[Dataset entries]

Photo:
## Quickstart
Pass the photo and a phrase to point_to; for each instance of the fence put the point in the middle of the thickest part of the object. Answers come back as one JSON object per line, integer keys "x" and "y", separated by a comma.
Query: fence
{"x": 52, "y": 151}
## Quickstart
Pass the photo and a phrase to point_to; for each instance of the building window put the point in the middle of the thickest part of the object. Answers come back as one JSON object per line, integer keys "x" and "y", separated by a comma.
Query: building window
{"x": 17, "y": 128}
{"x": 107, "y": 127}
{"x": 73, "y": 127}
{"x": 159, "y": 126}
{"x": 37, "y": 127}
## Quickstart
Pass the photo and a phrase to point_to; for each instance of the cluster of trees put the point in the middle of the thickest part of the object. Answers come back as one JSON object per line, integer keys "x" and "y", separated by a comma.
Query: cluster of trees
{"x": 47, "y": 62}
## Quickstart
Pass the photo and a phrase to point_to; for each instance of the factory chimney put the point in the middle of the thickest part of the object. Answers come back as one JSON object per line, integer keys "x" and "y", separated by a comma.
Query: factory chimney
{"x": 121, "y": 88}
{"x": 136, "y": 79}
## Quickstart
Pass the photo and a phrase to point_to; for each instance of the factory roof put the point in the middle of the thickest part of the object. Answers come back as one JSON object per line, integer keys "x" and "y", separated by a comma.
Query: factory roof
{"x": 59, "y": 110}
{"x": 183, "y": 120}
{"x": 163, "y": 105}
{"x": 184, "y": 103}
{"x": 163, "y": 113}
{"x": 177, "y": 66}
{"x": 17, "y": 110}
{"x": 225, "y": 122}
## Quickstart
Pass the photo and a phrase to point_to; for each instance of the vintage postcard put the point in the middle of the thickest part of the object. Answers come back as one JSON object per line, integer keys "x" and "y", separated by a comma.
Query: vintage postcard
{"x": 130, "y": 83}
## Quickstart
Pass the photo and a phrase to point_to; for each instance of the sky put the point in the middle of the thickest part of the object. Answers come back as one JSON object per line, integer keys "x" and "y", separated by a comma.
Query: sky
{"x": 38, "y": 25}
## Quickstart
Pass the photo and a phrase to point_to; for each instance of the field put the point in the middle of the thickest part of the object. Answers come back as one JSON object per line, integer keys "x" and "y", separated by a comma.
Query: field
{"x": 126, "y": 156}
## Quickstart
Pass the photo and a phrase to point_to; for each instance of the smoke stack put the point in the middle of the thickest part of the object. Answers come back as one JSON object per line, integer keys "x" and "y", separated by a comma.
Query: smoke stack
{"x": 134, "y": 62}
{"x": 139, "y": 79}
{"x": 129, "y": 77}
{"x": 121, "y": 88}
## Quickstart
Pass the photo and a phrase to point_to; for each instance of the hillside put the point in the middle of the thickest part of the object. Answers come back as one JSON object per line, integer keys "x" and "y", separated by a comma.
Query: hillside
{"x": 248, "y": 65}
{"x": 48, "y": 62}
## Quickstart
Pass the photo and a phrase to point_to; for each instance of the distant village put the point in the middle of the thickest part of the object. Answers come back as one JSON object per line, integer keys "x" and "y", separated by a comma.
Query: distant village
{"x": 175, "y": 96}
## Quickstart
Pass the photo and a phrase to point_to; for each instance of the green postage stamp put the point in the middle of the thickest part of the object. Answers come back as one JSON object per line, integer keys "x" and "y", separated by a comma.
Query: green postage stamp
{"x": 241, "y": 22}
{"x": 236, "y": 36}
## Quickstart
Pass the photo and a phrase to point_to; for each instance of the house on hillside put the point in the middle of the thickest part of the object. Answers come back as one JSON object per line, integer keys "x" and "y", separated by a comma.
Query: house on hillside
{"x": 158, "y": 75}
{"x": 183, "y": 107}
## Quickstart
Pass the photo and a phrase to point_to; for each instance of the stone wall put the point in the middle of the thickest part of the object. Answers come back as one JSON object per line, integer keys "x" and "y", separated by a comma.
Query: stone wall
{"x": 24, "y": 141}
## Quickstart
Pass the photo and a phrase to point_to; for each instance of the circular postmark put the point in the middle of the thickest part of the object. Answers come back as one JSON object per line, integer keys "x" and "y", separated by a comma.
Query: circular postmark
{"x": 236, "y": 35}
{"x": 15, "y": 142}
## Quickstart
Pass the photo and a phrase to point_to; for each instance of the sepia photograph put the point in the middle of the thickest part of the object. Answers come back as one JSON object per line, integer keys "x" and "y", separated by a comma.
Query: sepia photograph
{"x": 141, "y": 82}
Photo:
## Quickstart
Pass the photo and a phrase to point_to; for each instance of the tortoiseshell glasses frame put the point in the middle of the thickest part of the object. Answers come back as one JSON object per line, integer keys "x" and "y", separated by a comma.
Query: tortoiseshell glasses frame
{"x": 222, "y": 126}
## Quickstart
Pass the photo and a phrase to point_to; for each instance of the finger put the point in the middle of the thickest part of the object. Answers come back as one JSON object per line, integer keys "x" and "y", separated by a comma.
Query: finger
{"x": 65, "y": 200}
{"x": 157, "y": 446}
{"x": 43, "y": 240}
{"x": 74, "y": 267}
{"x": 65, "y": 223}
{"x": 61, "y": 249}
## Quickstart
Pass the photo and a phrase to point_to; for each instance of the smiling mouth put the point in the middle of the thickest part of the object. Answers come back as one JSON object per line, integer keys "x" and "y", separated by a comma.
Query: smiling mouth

EXERCISE GOAL
Restate word for word the lines above, beginning with the one that contains "of the sepia" and ending with the last line.

YOUR RESPONSE
Pass the photo and a phrase to point_to; for each instance of the sepia photograph put the point in the middle of the thickest part of the object. Answers come back as one JSON object per line, integer keys "x" and "y", separated by a comma.
Query: sepia photograph
{"x": 141, "y": 82}
Photo:
## Quickstart
Pass the photo and a phrase to point_to; for each instance of the tortoiseshell glasses frame put the point in the middle of the thickest part of the object. Answers come back as one JSON object per line, integer keys "x" and "y", separated by a comma.
Query: tortoiseshell glasses frame
{"x": 222, "y": 126}
## Quickstart
Pass the photo and a phrase to point_to; for each instance of the finger put the point in the middle of the thickest part of the object. Answers come back as one JSON object per line, integer keys "x" and "y", separated by a comma.
Query: finger
{"x": 65, "y": 200}
{"x": 157, "y": 446}
{"x": 43, "y": 240}
{"x": 74, "y": 267}
{"x": 65, "y": 223}
{"x": 61, "y": 249}
## Quickstart
Pass the photo and a phrase to point_to; for each instance of the smiling mouth put the point in the middle of the thickest part of the object. Answers come back as one JSON object per line, integer keys "x" and "y", separated by a comma.
Query: smiling mouth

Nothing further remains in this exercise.